SOURCE DOCUMENT:
* Start *
Because $g(n-1) > t(n-1)$, the basic open set $[g(0),g(1),\cdots,g(n-1)]$ is not marked for removal. For $i \ge n$, because of the way $g(i)$ is defined, the basic open set $[g(0),g(1),\cdots,g(i)]$ is also not marked for removal. Thus $g \in X$.

Comment about the Example

The meager set that is a dominating set given above is not a Menger set (see here).

Theorem 2 and the example showing that the converse of Theorem 2 is not true speak to a situation involving two $\sigma$-ideals. One of the ideals is $\mathcal{K}$, which is the set of all subsets of $\omega^\omega$, each of which is contained in a $\sigma$-compact subset of $\omega^\omega$. The set $\mathcal{K}$ is a $\sigma$-ideal. Theorem 1 says that elements of $\mathcal{K}$ are precisely the bounded sets. Theorem 2 says that elements of $\mathcal{K}$ are meager sets.

The other ideal is $\mathcal{M}$, which is the set of all meager subsets of $\omega^\omega$. This is also a $\sigma$-ideal. Then $\mathcal{K} \subset \mathcal{M}$. The example shows that the two $\sigma$-ideals are not the same, in particular $\mathcal{M} \not \subset \mathcal{K}$. The ideal $\mathcal{K}$ is the $\sigma$-ideal generated by the $\sigma$-compact subsets of $\omega^\omega$. This $\sigma$-ideal is much smaller than the $\sigma$-ideal $\mathcal{M}$ of meager subsets of $\omega^\omega$.
* End *
EXTRACTED DATA:
* Start *
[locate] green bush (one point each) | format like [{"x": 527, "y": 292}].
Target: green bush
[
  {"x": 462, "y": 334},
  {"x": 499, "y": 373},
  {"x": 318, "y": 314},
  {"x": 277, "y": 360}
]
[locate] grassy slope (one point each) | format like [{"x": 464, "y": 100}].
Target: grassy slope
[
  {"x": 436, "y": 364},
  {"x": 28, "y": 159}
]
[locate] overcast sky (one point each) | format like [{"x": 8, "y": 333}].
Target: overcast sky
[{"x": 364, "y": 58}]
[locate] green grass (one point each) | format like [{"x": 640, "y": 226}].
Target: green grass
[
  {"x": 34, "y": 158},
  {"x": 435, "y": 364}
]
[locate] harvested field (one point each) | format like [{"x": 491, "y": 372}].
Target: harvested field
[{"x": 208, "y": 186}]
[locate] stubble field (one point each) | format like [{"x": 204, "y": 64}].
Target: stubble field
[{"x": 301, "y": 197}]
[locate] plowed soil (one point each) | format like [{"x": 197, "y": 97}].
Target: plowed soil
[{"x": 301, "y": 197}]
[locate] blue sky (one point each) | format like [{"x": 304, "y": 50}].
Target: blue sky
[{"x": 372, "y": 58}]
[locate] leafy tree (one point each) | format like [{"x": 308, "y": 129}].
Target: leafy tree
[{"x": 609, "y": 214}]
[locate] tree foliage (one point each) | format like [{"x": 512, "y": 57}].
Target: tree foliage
* End *
WHAT YOU NEED TO DO:
1. Repeat the stretch of the σ-ideals passage from "Theorem 2 and" through "are meager sets.".
2. In the listing, rewrite the stretch from the line containing "[locate] plowed soil" through the end of the listing, changing "blue sky" to "clear sky" and leaving everything else the same. Return only those lines.

THE REPLIES:
1.
Theorem 2 and the example showing that the converse of Theorem 2 is not true speak to a situation involving two $\sigma$-ideals. One of the ideals is $\mathcal{K}$, which is the set of all subsets of $\omega^\omega$, each of which is contained in a $\sigma$-compact subset of $\omega^\omega$. The set $\mathcal{K}$ is a $\sigma$-ideal. Theorem 1 says that elements of $\mathcal{K}$ are precisely the bounded sets. Theorem 2 says that elements of $\mathcal{K}$ are meager sets.

2.
[locate] plowed soil (one point each) | format like [{"x": 197, "y": 97}].
Target: plowed soil
[{"x": 301, "y": 197}]
[locate] clear sky (one point each) | format like [{"x": 304, "y": 50}].
Target: clear sky
[{"x": 372, "y": 58}]
[locate] leafy tree (one point each) | format like [{"x": 308, "y": 129}].
Target: leafy tree
[{"x": 609, "y": 214}]
[locate] tree foliage (one point each) | format like [{"x": 512, "y": 57}].
Target: tree foliage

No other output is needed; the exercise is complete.